**WRITTEN INSTRUCTION:**
Write out the listing below from the line containing "Indicate every instance of the black" to its last line, unaltered, ends included.

**DATA SUPPLIED:**
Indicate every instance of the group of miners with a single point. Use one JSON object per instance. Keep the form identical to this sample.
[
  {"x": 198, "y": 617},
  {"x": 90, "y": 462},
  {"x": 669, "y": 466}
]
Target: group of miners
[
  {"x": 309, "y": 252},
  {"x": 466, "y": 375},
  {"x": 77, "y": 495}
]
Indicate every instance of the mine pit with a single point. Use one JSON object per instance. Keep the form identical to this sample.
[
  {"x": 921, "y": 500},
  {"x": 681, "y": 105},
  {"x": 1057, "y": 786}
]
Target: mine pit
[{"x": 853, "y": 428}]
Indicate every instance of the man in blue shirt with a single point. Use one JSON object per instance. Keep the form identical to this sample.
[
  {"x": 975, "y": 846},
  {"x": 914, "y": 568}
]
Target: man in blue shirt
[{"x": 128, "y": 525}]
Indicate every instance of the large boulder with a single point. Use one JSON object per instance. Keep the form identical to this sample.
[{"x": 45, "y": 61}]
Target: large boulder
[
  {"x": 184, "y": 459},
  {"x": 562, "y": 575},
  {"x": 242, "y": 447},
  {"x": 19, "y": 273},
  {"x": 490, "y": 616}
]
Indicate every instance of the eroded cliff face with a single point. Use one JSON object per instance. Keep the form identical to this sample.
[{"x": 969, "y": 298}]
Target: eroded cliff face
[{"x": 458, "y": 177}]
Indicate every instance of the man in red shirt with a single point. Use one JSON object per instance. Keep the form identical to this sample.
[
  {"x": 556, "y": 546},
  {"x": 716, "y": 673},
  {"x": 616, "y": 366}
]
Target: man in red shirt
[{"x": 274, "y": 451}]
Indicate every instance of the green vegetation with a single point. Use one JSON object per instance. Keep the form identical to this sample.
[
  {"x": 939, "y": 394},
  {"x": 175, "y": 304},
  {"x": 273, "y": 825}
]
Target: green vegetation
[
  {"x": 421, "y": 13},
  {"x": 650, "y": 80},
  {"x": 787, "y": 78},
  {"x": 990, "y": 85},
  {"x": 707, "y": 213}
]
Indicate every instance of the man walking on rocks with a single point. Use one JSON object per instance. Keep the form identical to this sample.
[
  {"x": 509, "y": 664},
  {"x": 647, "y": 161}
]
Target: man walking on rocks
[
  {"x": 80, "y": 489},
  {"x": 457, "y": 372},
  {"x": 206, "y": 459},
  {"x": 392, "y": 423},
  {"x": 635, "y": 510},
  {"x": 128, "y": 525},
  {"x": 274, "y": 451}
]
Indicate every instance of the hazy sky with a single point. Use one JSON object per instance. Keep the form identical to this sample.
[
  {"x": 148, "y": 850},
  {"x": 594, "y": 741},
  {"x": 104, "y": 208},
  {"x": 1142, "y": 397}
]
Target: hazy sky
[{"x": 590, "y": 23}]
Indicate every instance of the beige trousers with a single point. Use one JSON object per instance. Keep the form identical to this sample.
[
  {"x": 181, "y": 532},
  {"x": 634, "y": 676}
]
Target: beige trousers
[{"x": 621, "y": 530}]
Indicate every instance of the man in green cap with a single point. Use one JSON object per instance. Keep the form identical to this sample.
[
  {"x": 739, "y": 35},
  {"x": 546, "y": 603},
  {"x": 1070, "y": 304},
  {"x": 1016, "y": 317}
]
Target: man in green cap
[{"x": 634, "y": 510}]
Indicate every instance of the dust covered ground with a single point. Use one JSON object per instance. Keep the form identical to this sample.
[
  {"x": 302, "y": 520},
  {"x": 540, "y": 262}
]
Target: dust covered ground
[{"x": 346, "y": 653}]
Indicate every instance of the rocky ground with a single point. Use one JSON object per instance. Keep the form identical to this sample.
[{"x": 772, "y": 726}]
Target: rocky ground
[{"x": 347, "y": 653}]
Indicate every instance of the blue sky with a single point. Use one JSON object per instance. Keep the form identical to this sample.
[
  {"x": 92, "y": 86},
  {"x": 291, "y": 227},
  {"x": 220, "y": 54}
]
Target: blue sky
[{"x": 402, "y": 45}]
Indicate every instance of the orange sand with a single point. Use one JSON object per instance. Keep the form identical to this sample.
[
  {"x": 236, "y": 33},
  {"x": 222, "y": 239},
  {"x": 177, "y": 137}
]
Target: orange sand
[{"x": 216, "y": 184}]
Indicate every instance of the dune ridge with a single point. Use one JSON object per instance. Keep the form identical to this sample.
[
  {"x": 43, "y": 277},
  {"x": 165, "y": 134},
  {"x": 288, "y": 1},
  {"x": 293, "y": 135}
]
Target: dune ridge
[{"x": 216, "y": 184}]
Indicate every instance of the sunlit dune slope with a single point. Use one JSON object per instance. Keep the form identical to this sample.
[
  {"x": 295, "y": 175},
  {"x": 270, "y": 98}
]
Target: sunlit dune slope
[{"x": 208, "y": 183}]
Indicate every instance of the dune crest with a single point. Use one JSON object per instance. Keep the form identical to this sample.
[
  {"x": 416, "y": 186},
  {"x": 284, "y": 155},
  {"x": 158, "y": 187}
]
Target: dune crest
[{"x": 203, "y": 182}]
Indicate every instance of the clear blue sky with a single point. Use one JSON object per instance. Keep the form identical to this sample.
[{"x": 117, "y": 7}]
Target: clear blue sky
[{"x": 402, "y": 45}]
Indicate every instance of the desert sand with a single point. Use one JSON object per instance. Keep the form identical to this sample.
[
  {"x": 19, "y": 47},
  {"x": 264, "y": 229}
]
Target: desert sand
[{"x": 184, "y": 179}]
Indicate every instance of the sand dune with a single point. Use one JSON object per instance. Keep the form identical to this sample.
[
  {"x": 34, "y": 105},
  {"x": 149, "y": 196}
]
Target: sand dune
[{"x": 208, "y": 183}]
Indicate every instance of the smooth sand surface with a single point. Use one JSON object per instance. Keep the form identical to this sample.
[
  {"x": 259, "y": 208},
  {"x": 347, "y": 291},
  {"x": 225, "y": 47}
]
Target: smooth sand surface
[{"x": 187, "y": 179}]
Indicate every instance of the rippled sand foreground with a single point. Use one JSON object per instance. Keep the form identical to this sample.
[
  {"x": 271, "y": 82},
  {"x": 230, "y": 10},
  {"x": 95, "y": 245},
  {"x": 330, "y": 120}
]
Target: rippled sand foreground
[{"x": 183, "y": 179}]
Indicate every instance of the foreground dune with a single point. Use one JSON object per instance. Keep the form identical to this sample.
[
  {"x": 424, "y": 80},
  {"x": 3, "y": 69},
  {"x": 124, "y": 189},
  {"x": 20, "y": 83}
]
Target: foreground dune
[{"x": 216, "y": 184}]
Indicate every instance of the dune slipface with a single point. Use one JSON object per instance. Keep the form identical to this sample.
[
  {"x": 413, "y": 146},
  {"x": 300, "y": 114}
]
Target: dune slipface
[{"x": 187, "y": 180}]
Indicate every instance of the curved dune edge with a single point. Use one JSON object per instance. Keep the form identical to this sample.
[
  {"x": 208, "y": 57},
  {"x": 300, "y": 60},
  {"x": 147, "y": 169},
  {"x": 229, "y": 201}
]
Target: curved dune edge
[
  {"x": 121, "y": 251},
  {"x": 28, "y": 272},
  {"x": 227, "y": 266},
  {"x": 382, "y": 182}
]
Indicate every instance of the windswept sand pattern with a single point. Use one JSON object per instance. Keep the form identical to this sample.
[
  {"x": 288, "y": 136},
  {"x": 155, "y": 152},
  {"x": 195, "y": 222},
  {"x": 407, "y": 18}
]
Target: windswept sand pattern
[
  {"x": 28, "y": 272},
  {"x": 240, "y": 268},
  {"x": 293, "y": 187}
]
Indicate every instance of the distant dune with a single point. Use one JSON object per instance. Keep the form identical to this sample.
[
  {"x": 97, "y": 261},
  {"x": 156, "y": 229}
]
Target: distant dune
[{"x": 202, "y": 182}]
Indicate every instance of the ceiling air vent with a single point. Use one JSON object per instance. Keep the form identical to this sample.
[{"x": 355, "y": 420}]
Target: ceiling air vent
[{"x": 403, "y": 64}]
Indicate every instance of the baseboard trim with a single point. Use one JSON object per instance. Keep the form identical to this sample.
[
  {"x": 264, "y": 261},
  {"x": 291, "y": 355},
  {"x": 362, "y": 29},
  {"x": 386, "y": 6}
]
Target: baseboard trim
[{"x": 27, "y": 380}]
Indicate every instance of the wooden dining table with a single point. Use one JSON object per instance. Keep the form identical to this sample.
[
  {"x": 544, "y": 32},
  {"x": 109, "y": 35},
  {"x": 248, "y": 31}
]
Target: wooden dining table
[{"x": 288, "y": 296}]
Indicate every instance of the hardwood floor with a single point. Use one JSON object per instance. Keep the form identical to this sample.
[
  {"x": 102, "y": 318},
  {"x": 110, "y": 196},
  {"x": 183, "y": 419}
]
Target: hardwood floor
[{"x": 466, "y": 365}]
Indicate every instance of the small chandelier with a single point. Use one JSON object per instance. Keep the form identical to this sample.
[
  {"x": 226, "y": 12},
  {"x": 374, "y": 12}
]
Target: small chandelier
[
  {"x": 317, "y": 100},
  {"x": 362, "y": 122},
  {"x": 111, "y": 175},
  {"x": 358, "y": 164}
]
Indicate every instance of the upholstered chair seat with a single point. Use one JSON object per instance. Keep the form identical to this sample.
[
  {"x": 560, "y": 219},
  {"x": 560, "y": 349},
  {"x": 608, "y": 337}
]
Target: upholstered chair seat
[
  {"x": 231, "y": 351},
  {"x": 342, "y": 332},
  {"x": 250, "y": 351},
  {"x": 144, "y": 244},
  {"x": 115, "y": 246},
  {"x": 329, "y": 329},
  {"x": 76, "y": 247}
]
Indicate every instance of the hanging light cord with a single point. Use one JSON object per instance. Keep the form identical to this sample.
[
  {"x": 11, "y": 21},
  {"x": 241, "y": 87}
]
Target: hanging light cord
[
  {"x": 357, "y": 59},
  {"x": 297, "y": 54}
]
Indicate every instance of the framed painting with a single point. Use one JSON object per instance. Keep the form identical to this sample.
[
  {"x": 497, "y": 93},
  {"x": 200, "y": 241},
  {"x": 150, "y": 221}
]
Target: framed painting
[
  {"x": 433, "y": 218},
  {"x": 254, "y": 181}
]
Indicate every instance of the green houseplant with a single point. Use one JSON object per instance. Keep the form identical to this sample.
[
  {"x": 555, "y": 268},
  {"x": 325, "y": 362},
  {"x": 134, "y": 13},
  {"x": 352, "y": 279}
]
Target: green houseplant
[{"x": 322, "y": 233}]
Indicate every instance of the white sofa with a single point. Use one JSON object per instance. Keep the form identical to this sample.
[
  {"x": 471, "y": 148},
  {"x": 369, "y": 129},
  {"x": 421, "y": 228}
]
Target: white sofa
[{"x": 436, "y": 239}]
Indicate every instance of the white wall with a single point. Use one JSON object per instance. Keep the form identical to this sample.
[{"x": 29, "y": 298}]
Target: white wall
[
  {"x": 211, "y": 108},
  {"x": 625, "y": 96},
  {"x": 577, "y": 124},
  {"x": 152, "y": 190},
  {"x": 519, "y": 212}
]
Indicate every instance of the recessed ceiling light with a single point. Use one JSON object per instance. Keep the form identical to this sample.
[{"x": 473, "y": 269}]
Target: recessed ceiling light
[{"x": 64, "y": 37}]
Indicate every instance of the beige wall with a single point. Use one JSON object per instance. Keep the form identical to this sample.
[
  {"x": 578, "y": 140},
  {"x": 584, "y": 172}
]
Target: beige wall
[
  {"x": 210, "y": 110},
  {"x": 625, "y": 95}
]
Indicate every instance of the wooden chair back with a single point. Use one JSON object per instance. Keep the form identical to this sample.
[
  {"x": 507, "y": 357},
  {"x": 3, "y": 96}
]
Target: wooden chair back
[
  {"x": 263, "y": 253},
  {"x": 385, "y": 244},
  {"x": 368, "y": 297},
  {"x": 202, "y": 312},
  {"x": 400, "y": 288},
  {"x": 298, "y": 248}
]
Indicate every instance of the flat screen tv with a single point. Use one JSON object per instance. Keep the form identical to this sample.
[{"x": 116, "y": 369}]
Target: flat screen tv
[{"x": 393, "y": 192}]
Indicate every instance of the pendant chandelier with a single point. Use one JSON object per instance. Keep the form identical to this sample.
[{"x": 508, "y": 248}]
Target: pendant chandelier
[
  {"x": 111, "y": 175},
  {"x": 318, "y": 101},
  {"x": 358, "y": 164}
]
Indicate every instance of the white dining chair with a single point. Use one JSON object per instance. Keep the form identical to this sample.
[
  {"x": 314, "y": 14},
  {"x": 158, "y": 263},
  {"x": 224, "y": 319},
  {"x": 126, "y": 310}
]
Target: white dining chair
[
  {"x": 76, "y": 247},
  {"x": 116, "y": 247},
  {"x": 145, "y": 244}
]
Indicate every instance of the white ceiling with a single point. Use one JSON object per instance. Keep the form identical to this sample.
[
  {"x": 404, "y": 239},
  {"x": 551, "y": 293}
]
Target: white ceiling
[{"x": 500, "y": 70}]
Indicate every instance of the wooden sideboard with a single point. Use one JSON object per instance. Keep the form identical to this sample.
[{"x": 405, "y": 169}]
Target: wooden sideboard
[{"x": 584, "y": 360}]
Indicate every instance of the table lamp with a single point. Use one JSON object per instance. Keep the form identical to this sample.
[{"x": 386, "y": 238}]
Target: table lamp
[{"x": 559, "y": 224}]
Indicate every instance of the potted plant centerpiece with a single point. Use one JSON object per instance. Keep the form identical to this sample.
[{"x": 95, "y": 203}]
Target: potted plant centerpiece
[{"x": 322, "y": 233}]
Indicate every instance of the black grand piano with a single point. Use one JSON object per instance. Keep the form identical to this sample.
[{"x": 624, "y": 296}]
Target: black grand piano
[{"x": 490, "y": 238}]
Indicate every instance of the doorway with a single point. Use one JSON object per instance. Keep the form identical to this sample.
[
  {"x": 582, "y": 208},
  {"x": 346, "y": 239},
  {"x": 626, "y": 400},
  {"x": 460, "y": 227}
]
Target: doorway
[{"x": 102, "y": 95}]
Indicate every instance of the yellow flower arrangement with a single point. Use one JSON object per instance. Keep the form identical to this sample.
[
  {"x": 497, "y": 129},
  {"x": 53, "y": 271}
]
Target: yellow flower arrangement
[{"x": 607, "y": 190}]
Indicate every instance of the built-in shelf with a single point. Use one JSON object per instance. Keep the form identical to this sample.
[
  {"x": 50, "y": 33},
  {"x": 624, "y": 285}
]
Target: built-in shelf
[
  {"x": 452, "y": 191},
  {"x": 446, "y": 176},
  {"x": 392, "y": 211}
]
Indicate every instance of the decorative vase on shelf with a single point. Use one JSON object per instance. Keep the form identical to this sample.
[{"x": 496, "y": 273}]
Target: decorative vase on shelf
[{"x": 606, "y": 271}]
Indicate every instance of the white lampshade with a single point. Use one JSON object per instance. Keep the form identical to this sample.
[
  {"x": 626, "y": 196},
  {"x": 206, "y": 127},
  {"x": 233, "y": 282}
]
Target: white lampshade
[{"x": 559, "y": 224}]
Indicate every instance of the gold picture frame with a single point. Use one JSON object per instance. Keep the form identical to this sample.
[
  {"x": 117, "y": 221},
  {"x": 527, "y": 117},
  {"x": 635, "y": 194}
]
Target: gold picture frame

**RESULT OF THE EXERCISE:**
Indicate every instance of the black grand piano with a single point. Use one JSON object per instance. Keep the form identical to this sample.
[{"x": 624, "y": 296}]
Target: black grand piano
[{"x": 490, "y": 238}]
Indicate every instance of the doorway with a single point. Use one JSON object per instance. Keep the form identical to this sample.
[
  {"x": 582, "y": 208},
  {"x": 346, "y": 239},
  {"x": 626, "y": 400},
  {"x": 460, "y": 227}
]
Target: doorway
[{"x": 102, "y": 95}]
Indicate every instance of the yellow flower arrangement with a single point. Use one JSON object per instance. Keep the form identical to this sample.
[
  {"x": 497, "y": 129},
  {"x": 53, "y": 271}
]
Target: yellow flower arrangement
[{"x": 607, "y": 190}]
Indicate every instance of the built-in shelf with a single point. Use one JSON object per instance. Keep the form identical to this sample.
[
  {"x": 50, "y": 33},
  {"x": 624, "y": 285}
]
Target: built-in shelf
[
  {"x": 452, "y": 191},
  {"x": 446, "y": 176},
  {"x": 392, "y": 211}
]
Indicate every instance of the decorative vase on shelf with a single point. Use one JSON object per instance. Keep the form identical to this sample.
[{"x": 496, "y": 273}]
Target: decorative vase on shelf
[{"x": 606, "y": 271}]
Indicate every instance of the white lampshade with a single point. Use one JSON object per instance. Keep the form identical to this sample.
[
  {"x": 626, "y": 196},
  {"x": 206, "y": 127},
  {"x": 233, "y": 282}
]
Target: white lampshade
[{"x": 559, "y": 224}]
Indicate every instance of the gold picture frame with a single point. Use one JSON object per instance. Keep the form identical to this sample.
[
  {"x": 117, "y": 221},
  {"x": 527, "y": 117},
  {"x": 635, "y": 194}
]
Target: gold picture frame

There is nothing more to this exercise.